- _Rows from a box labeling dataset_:
########################################

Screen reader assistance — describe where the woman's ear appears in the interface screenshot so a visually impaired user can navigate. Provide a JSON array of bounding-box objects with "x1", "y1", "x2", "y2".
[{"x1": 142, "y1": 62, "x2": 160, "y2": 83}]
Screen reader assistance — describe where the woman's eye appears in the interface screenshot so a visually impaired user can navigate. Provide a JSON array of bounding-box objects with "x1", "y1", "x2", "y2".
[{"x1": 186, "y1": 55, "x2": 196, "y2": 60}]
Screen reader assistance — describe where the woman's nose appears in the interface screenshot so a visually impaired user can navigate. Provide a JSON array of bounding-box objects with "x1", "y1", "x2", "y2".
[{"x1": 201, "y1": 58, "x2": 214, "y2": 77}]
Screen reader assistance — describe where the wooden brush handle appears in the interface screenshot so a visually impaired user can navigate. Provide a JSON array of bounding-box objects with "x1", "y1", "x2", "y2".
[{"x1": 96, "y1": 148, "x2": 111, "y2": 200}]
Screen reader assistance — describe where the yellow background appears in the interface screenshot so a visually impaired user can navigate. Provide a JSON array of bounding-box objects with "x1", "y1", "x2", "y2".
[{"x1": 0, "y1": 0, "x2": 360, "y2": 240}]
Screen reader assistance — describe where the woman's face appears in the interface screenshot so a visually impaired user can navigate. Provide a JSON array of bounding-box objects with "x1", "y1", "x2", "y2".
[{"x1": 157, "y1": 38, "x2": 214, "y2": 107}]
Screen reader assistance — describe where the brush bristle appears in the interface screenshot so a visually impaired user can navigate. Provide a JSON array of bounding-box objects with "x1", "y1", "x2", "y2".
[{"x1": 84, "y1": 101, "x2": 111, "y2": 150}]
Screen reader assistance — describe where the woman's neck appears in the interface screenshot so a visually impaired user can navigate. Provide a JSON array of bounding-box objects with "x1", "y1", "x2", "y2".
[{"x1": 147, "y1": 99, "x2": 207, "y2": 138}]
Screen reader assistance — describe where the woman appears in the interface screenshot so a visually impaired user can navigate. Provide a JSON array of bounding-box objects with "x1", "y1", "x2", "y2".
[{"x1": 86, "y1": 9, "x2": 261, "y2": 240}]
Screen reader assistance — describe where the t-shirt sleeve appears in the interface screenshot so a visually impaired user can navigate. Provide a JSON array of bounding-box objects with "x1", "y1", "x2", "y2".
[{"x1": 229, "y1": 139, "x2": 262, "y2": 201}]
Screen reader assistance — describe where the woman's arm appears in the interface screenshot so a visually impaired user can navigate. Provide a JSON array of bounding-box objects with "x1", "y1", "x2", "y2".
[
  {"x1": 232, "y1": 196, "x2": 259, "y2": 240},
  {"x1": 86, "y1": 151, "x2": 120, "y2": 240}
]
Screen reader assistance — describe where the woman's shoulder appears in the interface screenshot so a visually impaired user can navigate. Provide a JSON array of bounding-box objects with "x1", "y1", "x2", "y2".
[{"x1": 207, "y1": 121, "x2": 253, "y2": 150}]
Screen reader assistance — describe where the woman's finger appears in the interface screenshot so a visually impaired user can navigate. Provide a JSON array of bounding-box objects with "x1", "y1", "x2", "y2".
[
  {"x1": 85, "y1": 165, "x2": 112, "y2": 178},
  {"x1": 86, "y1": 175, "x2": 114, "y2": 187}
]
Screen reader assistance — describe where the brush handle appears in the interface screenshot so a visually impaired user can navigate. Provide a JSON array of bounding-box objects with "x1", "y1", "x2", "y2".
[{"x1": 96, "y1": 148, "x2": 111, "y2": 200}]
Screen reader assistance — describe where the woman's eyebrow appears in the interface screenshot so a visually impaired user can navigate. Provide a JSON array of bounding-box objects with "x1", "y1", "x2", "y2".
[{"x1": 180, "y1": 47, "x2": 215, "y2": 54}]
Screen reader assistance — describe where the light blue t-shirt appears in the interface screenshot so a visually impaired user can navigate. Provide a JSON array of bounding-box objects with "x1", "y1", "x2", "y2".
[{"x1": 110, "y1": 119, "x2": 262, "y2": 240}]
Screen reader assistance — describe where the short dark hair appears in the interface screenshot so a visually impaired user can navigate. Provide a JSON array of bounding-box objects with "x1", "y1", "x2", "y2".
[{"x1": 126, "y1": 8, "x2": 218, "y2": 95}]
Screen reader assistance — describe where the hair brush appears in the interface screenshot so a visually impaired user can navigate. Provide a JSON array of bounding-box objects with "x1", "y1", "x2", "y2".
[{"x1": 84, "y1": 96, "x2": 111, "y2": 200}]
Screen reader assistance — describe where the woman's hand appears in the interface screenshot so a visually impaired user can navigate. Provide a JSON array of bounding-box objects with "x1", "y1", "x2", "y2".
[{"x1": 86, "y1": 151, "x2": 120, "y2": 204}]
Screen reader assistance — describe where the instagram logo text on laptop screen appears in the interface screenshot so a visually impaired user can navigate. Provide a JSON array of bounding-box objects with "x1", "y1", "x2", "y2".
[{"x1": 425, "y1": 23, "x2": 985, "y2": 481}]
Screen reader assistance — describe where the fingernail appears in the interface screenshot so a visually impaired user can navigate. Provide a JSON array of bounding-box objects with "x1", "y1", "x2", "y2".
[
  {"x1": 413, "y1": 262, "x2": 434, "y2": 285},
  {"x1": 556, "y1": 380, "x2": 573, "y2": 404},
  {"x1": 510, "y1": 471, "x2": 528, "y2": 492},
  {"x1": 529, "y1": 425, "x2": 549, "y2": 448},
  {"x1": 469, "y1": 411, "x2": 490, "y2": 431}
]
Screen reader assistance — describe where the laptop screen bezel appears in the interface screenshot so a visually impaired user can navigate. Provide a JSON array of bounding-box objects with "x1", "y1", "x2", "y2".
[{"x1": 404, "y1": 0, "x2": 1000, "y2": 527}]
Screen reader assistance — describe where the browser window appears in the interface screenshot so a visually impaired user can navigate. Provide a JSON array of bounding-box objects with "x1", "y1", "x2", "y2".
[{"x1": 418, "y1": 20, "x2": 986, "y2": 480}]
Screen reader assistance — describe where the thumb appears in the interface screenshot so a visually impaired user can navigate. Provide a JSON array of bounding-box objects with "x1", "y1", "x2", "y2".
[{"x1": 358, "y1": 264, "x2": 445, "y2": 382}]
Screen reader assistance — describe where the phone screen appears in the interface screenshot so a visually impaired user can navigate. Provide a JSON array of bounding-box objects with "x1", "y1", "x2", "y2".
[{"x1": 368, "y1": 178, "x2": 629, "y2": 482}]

########################################

- _JOB_: Convert the listing into a Markdown table with two columns, Row and Line, numbering each line and dropping any blank lines.

- _FULL OUTPUT_:
| Row | Line |
|---|---|
| 1 | Screen reader assistance — describe where the woman's ear appears in the interface screenshot so a visually impaired user can navigate. Provide a JSON array of bounding-box objects with "x1", "y1", "x2", "y2". |
| 2 | [{"x1": 142, "y1": 62, "x2": 160, "y2": 83}] |
| 3 | Screen reader assistance — describe where the woman's eye appears in the interface screenshot so a visually impaired user can navigate. Provide a JSON array of bounding-box objects with "x1", "y1", "x2", "y2". |
| 4 | [{"x1": 186, "y1": 55, "x2": 196, "y2": 60}] |
| 5 | Screen reader assistance — describe where the woman's nose appears in the interface screenshot so a visually impaired user can navigate. Provide a JSON array of bounding-box objects with "x1", "y1", "x2", "y2". |
| 6 | [{"x1": 201, "y1": 58, "x2": 214, "y2": 77}] |
| 7 | Screen reader assistance — describe where the wooden brush handle appears in the interface screenshot so a visually impaired user can navigate. Provide a JSON array of bounding-box objects with "x1", "y1", "x2", "y2". |
| 8 | [{"x1": 96, "y1": 148, "x2": 111, "y2": 200}] |
| 9 | Screen reader assistance — describe where the yellow background appears in the interface screenshot so a visually impaired user can navigate. Provide a JSON array of bounding-box objects with "x1", "y1", "x2", "y2". |
| 10 | [{"x1": 0, "y1": 0, "x2": 360, "y2": 240}] |
| 11 | Screen reader assistance — describe where the woman's face appears in the interface screenshot so a visually impaired user can navigate. Provide a JSON array of bounding-box objects with "x1", "y1", "x2", "y2". |
| 12 | [{"x1": 157, "y1": 38, "x2": 214, "y2": 107}] |
| 13 | Screen reader assistance — describe where the brush bristle appears in the interface screenshot so a visually impaired user can navigate. Provide a JSON array of bounding-box objects with "x1", "y1", "x2", "y2". |
| 14 | [{"x1": 84, "y1": 101, "x2": 111, "y2": 150}] |
| 15 | Screen reader assistance — describe where the woman's neck appears in the interface screenshot so a visually impaired user can navigate. Provide a JSON array of bounding-box objects with "x1", "y1", "x2", "y2". |
| 16 | [{"x1": 147, "y1": 99, "x2": 207, "y2": 138}] |
| 17 | Screen reader assistance — describe where the woman appears in the interface screenshot so a visually impaired user can navigate. Provide a JSON array of bounding-box objects with "x1", "y1", "x2", "y2". |
| 18 | [{"x1": 86, "y1": 9, "x2": 261, "y2": 240}] |
| 19 | Screen reader assistance — describe where the t-shirt sleeve appears in the interface screenshot so a visually impaired user can navigate. Provide a JSON array of bounding-box objects with "x1", "y1", "x2", "y2". |
| 20 | [{"x1": 229, "y1": 139, "x2": 262, "y2": 201}] |
| 21 | Screen reader assistance — describe where the woman's arm appears in the interface screenshot so a visually impaired user can navigate. Provide a JSON array of bounding-box objects with "x1", "y1", "x2", "y2". |
| 22 | [ |
| 23 |   {"x1": 232, "y1": 196, "x2": 259, "y2": 240}, |
| 24 |   {"x1": 86, "y1": 151, "x2": 120, "y2": 240} |
| 25 | ] |
| 26 | Screen reader assistance — describe where the woman's shoulder appears in the interface screenshot so a visually impaired user can navigate. Provide a JSON array of bounding-box objects with "x1", "y1", "x2", "y2". |
| 27 | [{"x1": 207, "y1": 121, "x2": 253, "y2": 150}] |
| 28 | Screen reader assistance — describe where the woman's finger appears in the interface screenshot so a visually impaired user can navigate. Provide a JSON array of bounding-box objects with "x1", "y1", "x2", "y2". |
| 29 | [ |
| 30 |   {"x1": 85, "y1": 165, "x2": 112, "y2": 178}, |
| 31 |   {"x1": 86, "y1": 175, "x2": 114, "y2": 187} |
| 32 | ] |
| 33 | Screen reader assistance — describe where the brush handle appears in the interface screenshot so a visually impaired user can navigate. Provide a JSON array of bounding-box objects with "x1", "y1", "x2", "y2". |
| 34 | [{"x1": 96, "y1": 148, "x2": 111, "y2": 200}] |
| 35 | Screen reader assistance — describe where the woman's eyebrow appears in the interface screenshot so a visually impaired user can navigate. Provide a JSON array of bounding-box objects with "x1", "y1", "x2", "y2". |
| 36 | [{"x1": 180, "y1": 47, "x2": 215, "y2": 54}] |
| 37 | Screen reader assistance — describe where the light blue t-shirt appears in the interface screenshot so a visually impaired user can navigate. Provide a JSON array of bounding-box objects with "x1", "y1", "x2", "y2". |
| 38 | [{"x1": 110, "y1": 119, "x2": 262, "y2": 240}] |
| 39 | Screen reader assistance — describe where the short dark hair appears in the interface screenshot so a visually impaired user can navigate. Provide a JSON array of bounding-box objects with "x1", "y1", "x2", "y2". |
| 40 | [{"x1": 126, "y1": 8, "x2": 218, "y2": 95}] |
| 41 | Screen reader assistance — describe where the hair brush appears in the interface screenshot so a visually impaired user can navigate. Provide a JSON array of bounding-box objects with "x1", "y1", "x2", "y2". |
| 42 | [{"x1": 84, "y1": 96, "x2": 111, "y2": 200}] |
| 43 | Screen reader assistance — describe where the woman's hand appears in the interface screenshot so a visually impaired user can navigate. Provide a JSON array of bounding-box objects with "x1", "y1", "x2", "y2". |
| 44 | [{"x1": 86, "y1": 151, "x2": 120, "y2": 204}] |
| 45 | Screen reader assistance — describe where the instagram logo text on laptop screen appears in the interface screenshot so a visually impaired user can navigate. Provide a JSON array of bounding-box objects with "x1", "y1", "x2", "y2". |
| 46 | [{"x1": 425, "y1": 23, "x2": 985, "y2": 481}] |
| 47 | Screen reader assistance — describe where the fingernail appears in the interface screenshot so a visually impaired user can navigate. Provide a JSON array of bounding-box objects with "x1", "y1", "x2", "y2". |
| 48 | [ |
| 49 |   {"x1": 413, "y1": 262, "x2": 434, "y2": 285}, |
| 50 |   {"x1": 556, "y1": 380, "x2": 573, "y2": 404}, |
| 51 |   {"x1": 510, "y1": 471, "x2": 528, "y2": 492}, |
| 52 |   {"x1": 529, "y1": 425, "x2": 549, "y2": 448}, |
| 53 |   {"x1": 469, "y1": 411, "x2": 490, "y2": 431} |
| 54 | ] |
| 55 | Screen reader assistance — describe where the laptop screen bezel appears in the interface screenshot so a visually impaired user can navigate. Provide a JSON array of bounding-box objects with "x1", "y1", "x2", "y2". |
| 56 | [{"x1": 404, "y1": 0, "x2": 1000, "y2": 527}] |
| 57 | Screen reader assistance — describe where the browser window appears in the interface screenshot so a visually impaired user can navigate. Provide a JSON array of bounding-box objects with "x1", "y1", "x2", "y2". |
| 58 | [{"x1": 418, "y1": 20, "x2": 986, "y2": 480}] |
| 59 | Screen reader assistance — describe where the thumb appears in the interface screenshot so a visually impaired user can navigate. Provide a JSON array of bounding-box objects with "x1", "y1", "x2", "y2". |
| 60 | [{"x1": 358, "y1": 264, "x2": 445, "y2": 382}] |
| 61 | Screen reader assistance — describe where the phone screen appears in the interface screenshot so a visually impaired user can navigate. Provide a JSON array of bounding-box objects with "x1", "y1", "x2", "y2". |
| 62 | [{"x1": 368, "y1": 178, "x2": 629, "y2": 482}] |